What to work on =
Answer these questions from the excerpt below:
1. Around what year did the Rural People's Party become inactive?
2. Where was the U.S. headquarters of the New Bihar Mandir?
3. Which label re-released the Gulag audio project?

--- Selected text ---

18 November is a symbolic date—it’s the anniversary date of the People’s Temple mass murder and suicide and also the date Joshua Sutter and Jillian Hoy were married. Events from their wedding are cited in the report Sutter authored under an alias for SDSU reading: “At the peak of the RPP’s involvement in local Pentecostal and Apostolic circles, two members of our organization were married in a ceremony at a local Apostolic church on November 18th, the anniversary of the Peoples Temple martyrdom.”
The Rural People’s Party group seemed to become more focused on Jim Jones and the People’s Temple, at this point. In November 2009, Sutter used an alias to write a biography about the Rural People’s Party, and then had it published by San Diego University’s Center for Religious Studies—a repository for the largest archive of materials related to Jonestown and the People’s Temple.
The Rural People’s Party became inactive around 2010.
NEW BIHAR MANDIR
The New Bihar Mandir, a group based on the International Society for Krishna Consciousness (ISKCON) movement, formed in 2009 by Joshua Sutter with branches in Canada, Brazil, and in the U.S. with headquarters at Sutter and Hoy’s home in Lexington, South Carolina. ISKCON was previously known as the Hare Krishna Movement and was founded by a man in his late 60s who sailed from India to the U.S., landing in New York City where, in 1966, ISKCON was established, attracting youth and the newly emerging counterculture of the hippies. Some critiques have described ISKCON as a cult. Today, ISKCON boasts about one million members world-wide.
The New Bihar Mandir shared membership with several ToB leaders. Daniel Barker, a satanist, white supremacist, heavy metal musician, and early ToB member who also promoted the brand “Temple of the Black Vampire,” led the Canadian branch. Sutter and Hoy housed its headquarters in the U.S. New Bihar Mandir describes itself as a worldwide movement beginning to bring about the prophecy of the Kali Yuga. The Kali Yuga is “the Dark Age of Hindu mythology,” a 432,000-year age of conflict, death, and destruction that will usher in a new and better age at its conclusion. The concept of the Kali Yuga became popular in neo-Nazi circles in part because of Savitri Devi, the Nazi mystic whose books heavily influenced Nazi and neo-Nazi occultism.
THE BLACK LODGE DISCIPLINE CENTER
The Canadian Tempel ov Blood member, Daniel Barker, operated The Black Lodge Discipline Center (BLDC) which functioned as a ToB sex and torture chamber. The BLDC’s activities were purported to transgress conventional consensual BDSM, according to an interview given by “Commissar NSK” (an alias of Barker’s) to Martinet Press in a November 2015 issue of False Prophet. That year, an audio project called Gulag, comprised of electronic sounds and recordings from within the BLDC, with tracks such as Rape and Punishment, was re-released by the Martinet Press Audio label. Originally released one year earlier, Gulag’s Black Lodge Discipline Center album has been described as the soundtrack to Iron Gates.

--- Dataset section ---

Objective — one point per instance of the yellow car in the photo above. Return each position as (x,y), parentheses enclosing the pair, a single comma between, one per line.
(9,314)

---

Written solution =
1. Around 2010.
2. At Sutter and Hoy's home in Lexington, South Carolina.
3. The Martinet Press Audio label.